I can tell zero difference in the quality between straight Video_TS rips and transcoded H.264/.mkv if they are done with the correct settings. Handbrake is suprisingly easy as hell to use. I went into it knowing nothing about about it and in a few days I converted my entire DVD library while learning and having some fun at the same time! Again, I reduced my library size by approx 75% by transcoding all of my movies.

yea but it took an assload of time, and you lost all the features.
space is cheap now.
 
yea but it took an assload of time, and you lost all the features.
space is cheap now.

30 minutes a movie minutes isn't what I would call an "assload" of time. It took three days to transcode them all. My HTPC server is on 24x7x365 anyway so it isn't like I had to go out of my way to do this. To me, part of the fun is tinkering with the system anyway and finding better ways to get things done. And what features? The directories commentaries I have NEVER watched a day in my life?! If those are the features you are referring to then, yeah, I guess I "lost" them...

════

• What you will do
**A)** In the DVD transcoding discussion, how long did it take to transcode the whole library?
**B)** Rewrite the entries, everything from their first line down to the line containing "460,159 -> 470,271", swapping "glass roof" for "skylight" and leaving all else unchanged.
The discussion above and the entries below are unrelated material.

• Source data
════

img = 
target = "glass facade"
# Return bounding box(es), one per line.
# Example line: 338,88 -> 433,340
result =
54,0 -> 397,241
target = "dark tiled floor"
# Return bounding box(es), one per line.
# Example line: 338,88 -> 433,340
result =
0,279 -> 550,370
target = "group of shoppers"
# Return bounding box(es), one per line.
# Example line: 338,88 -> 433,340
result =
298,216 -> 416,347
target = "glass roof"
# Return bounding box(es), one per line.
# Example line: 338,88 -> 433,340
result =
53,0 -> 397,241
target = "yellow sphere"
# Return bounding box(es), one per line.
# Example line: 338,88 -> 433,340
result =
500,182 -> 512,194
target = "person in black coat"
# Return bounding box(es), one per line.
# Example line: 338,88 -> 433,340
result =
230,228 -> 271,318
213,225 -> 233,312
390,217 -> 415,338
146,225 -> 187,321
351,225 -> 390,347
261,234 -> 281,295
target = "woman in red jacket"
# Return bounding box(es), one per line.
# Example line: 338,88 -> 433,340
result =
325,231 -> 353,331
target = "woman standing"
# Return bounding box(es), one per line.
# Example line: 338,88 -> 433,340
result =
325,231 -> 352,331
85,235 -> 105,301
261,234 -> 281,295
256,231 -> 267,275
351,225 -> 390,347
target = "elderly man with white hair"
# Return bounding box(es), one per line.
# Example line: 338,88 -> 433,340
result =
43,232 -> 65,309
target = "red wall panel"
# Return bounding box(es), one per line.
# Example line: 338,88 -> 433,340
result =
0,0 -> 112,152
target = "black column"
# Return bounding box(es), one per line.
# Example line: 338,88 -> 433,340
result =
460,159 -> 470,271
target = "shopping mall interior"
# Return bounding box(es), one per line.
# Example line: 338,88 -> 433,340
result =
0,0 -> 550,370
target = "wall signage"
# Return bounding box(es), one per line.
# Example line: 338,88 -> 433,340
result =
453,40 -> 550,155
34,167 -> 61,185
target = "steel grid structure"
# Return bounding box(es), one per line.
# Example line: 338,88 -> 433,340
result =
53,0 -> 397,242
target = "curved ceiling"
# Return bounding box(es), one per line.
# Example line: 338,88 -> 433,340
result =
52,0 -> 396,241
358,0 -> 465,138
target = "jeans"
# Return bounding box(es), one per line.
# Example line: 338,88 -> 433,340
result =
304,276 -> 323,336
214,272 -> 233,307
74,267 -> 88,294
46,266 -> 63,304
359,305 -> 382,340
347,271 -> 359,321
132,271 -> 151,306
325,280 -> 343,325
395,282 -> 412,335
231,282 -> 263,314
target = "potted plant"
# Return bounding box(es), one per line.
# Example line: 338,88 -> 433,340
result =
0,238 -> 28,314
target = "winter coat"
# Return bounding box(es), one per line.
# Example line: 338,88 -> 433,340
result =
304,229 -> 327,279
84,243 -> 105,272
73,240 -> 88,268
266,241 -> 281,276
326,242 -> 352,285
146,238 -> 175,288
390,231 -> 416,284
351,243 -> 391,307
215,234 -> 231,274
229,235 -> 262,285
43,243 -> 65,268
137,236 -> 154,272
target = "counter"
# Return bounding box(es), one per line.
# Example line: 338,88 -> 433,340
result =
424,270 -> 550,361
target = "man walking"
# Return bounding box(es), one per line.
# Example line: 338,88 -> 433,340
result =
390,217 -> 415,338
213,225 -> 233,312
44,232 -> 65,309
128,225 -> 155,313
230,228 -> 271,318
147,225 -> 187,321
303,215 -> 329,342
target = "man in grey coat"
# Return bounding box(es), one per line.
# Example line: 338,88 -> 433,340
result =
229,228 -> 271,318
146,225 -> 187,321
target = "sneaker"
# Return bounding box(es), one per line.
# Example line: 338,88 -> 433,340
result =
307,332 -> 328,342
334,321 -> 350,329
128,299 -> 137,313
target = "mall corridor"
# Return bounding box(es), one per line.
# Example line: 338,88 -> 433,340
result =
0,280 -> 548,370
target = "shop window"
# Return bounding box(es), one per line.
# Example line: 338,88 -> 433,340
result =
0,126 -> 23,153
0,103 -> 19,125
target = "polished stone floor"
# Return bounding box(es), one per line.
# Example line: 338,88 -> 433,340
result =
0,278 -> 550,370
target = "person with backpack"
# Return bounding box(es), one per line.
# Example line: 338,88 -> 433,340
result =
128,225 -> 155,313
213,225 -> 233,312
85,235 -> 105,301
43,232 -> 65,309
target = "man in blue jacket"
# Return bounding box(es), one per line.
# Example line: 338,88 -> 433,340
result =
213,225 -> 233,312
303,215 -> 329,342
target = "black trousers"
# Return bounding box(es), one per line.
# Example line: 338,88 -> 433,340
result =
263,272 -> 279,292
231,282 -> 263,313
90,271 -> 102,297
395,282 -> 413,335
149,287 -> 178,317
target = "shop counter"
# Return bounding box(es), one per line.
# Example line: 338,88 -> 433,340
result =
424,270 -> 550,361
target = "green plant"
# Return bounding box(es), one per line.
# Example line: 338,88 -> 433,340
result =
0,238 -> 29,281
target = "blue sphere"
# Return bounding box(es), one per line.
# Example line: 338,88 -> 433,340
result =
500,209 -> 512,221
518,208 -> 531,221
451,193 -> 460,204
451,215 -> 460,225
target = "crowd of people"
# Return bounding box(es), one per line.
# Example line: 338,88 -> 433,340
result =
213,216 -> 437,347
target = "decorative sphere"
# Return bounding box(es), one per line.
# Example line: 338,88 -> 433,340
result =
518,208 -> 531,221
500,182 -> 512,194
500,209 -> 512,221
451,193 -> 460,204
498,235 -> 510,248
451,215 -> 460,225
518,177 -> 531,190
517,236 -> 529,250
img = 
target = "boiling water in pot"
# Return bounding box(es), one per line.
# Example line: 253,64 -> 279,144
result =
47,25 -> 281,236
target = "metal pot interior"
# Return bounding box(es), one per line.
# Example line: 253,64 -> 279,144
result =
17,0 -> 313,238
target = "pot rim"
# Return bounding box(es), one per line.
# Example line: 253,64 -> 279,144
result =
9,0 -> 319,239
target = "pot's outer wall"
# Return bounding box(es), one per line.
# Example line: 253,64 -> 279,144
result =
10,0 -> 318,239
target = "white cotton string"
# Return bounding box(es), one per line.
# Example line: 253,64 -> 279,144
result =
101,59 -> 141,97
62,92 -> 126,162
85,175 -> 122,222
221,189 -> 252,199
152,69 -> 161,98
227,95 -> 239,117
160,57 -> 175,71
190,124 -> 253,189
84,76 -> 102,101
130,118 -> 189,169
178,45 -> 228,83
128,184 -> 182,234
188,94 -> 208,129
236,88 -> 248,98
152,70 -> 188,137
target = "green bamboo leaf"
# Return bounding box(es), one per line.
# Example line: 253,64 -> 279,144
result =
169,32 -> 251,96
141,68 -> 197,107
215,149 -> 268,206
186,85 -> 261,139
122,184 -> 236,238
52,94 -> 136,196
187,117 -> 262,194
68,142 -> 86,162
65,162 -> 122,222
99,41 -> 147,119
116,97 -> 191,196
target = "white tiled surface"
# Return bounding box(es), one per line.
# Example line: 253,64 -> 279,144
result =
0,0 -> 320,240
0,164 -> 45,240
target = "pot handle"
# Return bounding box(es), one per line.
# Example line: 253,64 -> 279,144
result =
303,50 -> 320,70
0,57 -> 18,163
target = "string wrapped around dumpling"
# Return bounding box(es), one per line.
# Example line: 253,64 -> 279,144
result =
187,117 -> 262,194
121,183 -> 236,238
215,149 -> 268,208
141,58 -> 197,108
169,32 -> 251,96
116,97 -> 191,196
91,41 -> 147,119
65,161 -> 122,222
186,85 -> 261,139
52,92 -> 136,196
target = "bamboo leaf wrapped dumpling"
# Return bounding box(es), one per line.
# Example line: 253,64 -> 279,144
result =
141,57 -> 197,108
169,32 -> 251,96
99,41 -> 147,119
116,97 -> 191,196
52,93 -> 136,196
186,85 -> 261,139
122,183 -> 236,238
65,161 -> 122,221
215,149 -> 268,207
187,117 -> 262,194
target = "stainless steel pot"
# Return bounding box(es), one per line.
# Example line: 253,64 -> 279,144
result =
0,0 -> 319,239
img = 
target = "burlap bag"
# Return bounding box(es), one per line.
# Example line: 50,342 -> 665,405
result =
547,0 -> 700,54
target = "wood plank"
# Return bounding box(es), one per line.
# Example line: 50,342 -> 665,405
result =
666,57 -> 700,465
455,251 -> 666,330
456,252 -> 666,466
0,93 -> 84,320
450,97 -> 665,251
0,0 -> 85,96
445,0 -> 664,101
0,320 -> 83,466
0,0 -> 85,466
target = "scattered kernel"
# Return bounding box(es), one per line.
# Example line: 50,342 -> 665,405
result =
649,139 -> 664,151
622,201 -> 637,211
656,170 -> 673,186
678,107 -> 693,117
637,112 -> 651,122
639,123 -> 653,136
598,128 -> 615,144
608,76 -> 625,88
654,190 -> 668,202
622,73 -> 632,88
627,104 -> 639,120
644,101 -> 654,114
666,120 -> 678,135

════

• Worked solutions
**A)** Three days.

**B)**
img = 
target = "glass facade"
# Return bounding box(es), one per line.
# Example line: 338,88 -> 433,340
result =
54,0 -> 397,241
target = "dark tiled floor"
# Return bounding box(es), one per line.
# Example line: 338,88 -> 433,340
result =
0,279 -> 550,370
target = "group of shoppers"
# Return bounding box(es), one per line.
# Example line: 338,88 -> 433,340
result =
298,216 -> 416,347
target = "skylight"
# Return bounding box(es), one per line.
# Example line: 338,88 -> 433,340
result =
53,0 -> 397,241
target = "yellow sphere"
# Return bounding box(es), one per line.
# Example line: 338,88 -> 433,340
result =
500,182 -> 512,194
target = "person in black coat"
# Return bounding box(es), one per line.
# Example line: 338,88 -> 433,340
result =
230,228 -> 271,318
213,225 -> 233,312
390,217 -> 415,338
146,225 -> 187,321
351,225 -> 390,347
261,234 -> 281,295
target = "woman in red jacket"
# Return bounding box(es), one per line.
# Example line: 338,88 -> 433,340
result =
325,231 -> 353,331
target = "woman standing"
# Return bounding box(es), one per line.
# Example line: 338,88 -> 433,340
result =
325,231 -> 352,331
85,235 -> 105,301
261,234 -> 281,295
256,231 -> 267,275
351,225 -> 390,347
target = "elderly man with white hair"
# Return bounding box(es), one per line.
# Example line: 338,88 -> 433,340
result =
43,232 -> 65,309
target = "red wall panel"
# Return bounding box(es), one per line.
# Example line: 338,88 -> 433,340
result =
0,0 -> 112,152
target = "black column"
# Return bounding box(es), one per line.
# Example line: 338,88 -> 433,340
result =
460,159 -> 470,271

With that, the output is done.